> _Exercise description_: From the text on the child psychologist, copy the stretch from "In 1972, Smith" through "American Psychological Association." word for word.

American child psychologist

Helen Alathena Parkman Johnson Smith (February 8, 1894 – November 12, 1982) was an American child psychologist. She was an educator and chief psychologist at the John Tracy Clinic in Los Angeles from 1948 to 1977, working with the parents of deaf children to improve communication and other skills.

== Early life and education ==
Alathena Johnson was born in Chicago and raised in Evanston, Illinois, the daughter of Charles Lincoln Johnson and Helen Sylvester Woods Johnson. Sculptor and suffragist Adelaide Johnson was her aunt. She graduated from Wellesley College in 1915, and earned a master's degree at the University of Toronto. She completed her Ph.D. in 1960, at Ohio State University, at the age of 66, with a dissertation titled "Performance of Subjects aged Two to Four on Nonverbal Tasks Presented in Pantomime".

== Career ==
Johnson was a teacher in Ohio and worked at her father's bank in Texas as a young woman. From 1929 to 1948, she was a special education teacher and school psychologist in Shorewood, Wisconsin.

Smith was an educator at the John Tracy Clinic in Los Angeles from 1948 to 1977, and rose to be the clinic's chief psychologist. "When they ask me if I teach deaf children, I always say, 'No, I teach their parents'", she explained in 1969. She taught in the clinic's correspondence courses and summer programs, and traveled nationally and internationally giving lectures and holding workshops based on the clinic's oralism-based work. She was an adjunct assistant professor in the psychology department at the University of Southern California.

In 1972, Smith received the first Distinguished Alumna Award from the Los Angeles chapter of the Wellesley College Club. She was a life member of the American Psychological Association.

== Publications ==

- "Parent education and group therapy: An episode" (1948, with Fern McGrath)
- "Guidance at the John Tracy Clinic" (1956)
- Smith-Johnson Nonverbal Performance Scale (1977, with Ruth Harris Johnson)

== Personal life ==
Johnson married businessman William Bush Smith in 1918; they had two daughters, and divorced in 1933. In 1944, one of her daughters, also named Alathena, survived polio with paraplegia. In 1963, Smith was badly injured in a robbery in Marseilles. She recovered enough to resume her work, but experienced severe chronic hip pain for her last years. She died in 1982, at the age of 88, in Los Angeles.

> _Extracted material_:
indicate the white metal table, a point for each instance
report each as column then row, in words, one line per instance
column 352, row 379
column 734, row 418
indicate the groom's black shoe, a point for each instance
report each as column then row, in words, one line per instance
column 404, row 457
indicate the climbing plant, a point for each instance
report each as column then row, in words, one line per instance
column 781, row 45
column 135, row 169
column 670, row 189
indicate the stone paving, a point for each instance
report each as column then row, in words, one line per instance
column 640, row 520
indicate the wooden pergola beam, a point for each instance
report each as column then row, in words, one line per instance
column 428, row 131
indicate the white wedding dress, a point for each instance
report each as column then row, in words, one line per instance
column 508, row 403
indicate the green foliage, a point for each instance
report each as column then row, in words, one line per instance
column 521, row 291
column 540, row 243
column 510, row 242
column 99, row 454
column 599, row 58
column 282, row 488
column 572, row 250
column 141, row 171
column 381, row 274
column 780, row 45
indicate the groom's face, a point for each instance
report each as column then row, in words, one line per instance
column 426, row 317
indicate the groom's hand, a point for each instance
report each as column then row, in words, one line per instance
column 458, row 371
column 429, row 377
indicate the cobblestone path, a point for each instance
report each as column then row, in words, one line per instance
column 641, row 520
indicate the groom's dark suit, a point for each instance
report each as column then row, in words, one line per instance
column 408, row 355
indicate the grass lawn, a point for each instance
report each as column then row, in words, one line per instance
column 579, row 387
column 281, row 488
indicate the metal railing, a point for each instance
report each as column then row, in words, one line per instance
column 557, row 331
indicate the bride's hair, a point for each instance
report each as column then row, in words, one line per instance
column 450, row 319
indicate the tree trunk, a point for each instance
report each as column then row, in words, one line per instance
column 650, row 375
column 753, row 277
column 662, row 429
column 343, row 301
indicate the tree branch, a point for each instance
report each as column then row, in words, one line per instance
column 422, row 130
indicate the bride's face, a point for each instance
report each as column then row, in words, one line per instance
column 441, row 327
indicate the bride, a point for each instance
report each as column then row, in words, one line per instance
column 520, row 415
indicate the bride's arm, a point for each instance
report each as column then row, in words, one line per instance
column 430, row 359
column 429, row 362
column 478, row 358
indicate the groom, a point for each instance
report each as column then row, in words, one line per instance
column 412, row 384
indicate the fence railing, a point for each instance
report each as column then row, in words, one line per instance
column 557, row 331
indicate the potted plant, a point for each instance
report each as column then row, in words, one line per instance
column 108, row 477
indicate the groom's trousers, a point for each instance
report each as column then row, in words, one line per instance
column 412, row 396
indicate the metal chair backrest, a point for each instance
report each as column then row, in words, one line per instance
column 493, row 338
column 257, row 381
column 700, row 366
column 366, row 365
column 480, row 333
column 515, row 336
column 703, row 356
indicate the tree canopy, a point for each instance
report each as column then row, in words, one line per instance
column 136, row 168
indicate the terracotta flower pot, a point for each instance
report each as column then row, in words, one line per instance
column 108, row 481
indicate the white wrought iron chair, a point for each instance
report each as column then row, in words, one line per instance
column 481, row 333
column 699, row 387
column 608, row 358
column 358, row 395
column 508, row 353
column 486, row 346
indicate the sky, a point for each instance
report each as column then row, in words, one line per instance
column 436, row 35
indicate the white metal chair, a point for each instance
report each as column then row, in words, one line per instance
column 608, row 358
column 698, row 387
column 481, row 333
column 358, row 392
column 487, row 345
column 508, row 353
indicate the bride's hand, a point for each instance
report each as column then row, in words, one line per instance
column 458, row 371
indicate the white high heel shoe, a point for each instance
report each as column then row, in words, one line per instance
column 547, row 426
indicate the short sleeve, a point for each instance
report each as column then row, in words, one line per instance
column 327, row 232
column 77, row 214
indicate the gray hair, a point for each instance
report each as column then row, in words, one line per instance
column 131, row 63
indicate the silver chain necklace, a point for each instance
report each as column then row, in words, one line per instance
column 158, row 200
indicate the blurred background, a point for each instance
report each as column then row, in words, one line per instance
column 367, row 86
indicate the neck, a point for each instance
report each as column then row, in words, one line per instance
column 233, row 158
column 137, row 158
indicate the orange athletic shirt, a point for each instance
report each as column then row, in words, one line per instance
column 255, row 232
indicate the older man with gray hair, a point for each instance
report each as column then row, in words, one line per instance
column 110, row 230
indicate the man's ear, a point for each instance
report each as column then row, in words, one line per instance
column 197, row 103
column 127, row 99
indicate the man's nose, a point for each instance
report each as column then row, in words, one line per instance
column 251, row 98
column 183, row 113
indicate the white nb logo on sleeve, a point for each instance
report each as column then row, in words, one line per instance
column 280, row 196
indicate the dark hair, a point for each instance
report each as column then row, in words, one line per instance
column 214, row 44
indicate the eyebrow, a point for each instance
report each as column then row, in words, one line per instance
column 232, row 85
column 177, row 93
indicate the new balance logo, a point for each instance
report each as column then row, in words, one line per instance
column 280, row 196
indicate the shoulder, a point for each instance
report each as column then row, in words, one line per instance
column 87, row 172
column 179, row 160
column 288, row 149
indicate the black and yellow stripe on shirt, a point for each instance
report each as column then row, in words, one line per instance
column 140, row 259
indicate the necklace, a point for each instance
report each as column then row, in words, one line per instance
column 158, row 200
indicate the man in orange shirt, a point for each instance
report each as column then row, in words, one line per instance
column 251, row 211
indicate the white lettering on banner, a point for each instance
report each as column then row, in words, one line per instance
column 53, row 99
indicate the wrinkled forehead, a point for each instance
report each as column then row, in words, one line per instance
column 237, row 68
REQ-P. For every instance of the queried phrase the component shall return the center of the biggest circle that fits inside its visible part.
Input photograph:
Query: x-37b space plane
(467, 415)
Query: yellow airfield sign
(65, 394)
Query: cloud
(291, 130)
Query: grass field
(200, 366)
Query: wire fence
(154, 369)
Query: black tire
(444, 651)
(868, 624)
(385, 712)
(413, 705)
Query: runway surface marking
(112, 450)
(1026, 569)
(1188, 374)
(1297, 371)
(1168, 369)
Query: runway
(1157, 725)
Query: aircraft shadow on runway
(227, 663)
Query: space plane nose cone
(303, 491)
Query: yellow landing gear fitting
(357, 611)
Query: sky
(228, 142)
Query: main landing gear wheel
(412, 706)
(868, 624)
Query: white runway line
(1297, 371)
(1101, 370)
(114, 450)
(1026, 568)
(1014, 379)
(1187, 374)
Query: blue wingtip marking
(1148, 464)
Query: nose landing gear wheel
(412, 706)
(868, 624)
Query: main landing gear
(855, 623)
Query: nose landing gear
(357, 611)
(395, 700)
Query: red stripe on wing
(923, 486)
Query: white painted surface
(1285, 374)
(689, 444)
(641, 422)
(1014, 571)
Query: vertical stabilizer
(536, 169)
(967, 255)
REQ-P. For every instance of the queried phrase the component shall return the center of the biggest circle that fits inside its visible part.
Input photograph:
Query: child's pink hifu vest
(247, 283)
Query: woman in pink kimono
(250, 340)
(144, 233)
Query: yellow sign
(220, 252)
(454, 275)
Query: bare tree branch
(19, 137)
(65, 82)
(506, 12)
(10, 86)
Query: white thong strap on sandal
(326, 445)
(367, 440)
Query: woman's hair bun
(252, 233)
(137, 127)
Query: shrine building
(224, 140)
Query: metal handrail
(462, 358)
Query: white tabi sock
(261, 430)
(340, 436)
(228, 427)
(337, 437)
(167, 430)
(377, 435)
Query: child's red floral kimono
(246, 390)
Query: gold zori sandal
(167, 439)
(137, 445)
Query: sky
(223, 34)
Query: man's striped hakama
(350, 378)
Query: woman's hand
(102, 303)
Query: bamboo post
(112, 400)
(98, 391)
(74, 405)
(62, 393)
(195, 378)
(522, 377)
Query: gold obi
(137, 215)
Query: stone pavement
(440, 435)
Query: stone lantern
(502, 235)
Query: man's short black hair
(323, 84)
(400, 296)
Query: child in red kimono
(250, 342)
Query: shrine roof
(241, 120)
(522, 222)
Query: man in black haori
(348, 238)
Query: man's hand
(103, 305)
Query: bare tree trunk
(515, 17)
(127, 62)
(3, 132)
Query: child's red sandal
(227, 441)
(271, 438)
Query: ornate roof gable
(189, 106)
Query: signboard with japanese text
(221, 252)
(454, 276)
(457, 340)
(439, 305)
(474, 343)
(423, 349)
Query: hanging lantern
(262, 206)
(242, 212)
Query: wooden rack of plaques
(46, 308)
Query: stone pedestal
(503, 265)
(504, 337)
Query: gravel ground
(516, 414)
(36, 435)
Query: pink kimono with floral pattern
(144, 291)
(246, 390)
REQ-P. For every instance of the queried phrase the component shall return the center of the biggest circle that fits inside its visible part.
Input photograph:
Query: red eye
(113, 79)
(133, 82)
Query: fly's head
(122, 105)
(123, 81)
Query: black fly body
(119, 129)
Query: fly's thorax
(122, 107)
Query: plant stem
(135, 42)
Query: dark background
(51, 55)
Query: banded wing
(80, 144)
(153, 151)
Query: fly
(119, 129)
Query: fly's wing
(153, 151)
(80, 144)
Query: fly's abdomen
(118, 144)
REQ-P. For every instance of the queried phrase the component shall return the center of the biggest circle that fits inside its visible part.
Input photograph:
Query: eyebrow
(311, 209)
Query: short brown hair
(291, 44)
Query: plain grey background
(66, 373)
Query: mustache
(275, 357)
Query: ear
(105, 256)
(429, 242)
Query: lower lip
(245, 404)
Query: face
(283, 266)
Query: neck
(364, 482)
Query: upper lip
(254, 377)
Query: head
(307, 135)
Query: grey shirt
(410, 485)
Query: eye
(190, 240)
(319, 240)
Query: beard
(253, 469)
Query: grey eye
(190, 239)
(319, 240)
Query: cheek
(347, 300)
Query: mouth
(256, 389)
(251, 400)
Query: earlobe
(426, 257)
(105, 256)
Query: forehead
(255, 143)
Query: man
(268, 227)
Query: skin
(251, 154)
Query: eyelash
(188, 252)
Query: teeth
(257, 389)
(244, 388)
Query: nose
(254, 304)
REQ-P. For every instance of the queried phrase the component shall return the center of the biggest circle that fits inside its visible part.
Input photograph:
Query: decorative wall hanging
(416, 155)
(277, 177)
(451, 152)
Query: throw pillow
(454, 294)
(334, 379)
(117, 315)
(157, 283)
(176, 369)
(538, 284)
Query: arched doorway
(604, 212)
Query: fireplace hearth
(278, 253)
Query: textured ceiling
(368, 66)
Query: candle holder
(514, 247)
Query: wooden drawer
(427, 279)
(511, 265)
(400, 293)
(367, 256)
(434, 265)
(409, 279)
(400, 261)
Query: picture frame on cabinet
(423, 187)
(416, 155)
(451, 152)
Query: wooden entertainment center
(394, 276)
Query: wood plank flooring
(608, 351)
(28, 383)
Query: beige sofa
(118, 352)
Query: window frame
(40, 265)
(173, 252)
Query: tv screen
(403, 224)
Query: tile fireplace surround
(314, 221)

> _Solved problem_:
In 1972, Smith received the first Distinguished Alumna Award from the Los Angeles chapter of the Wellesley College Club. She was a life member of the American Psychological Association.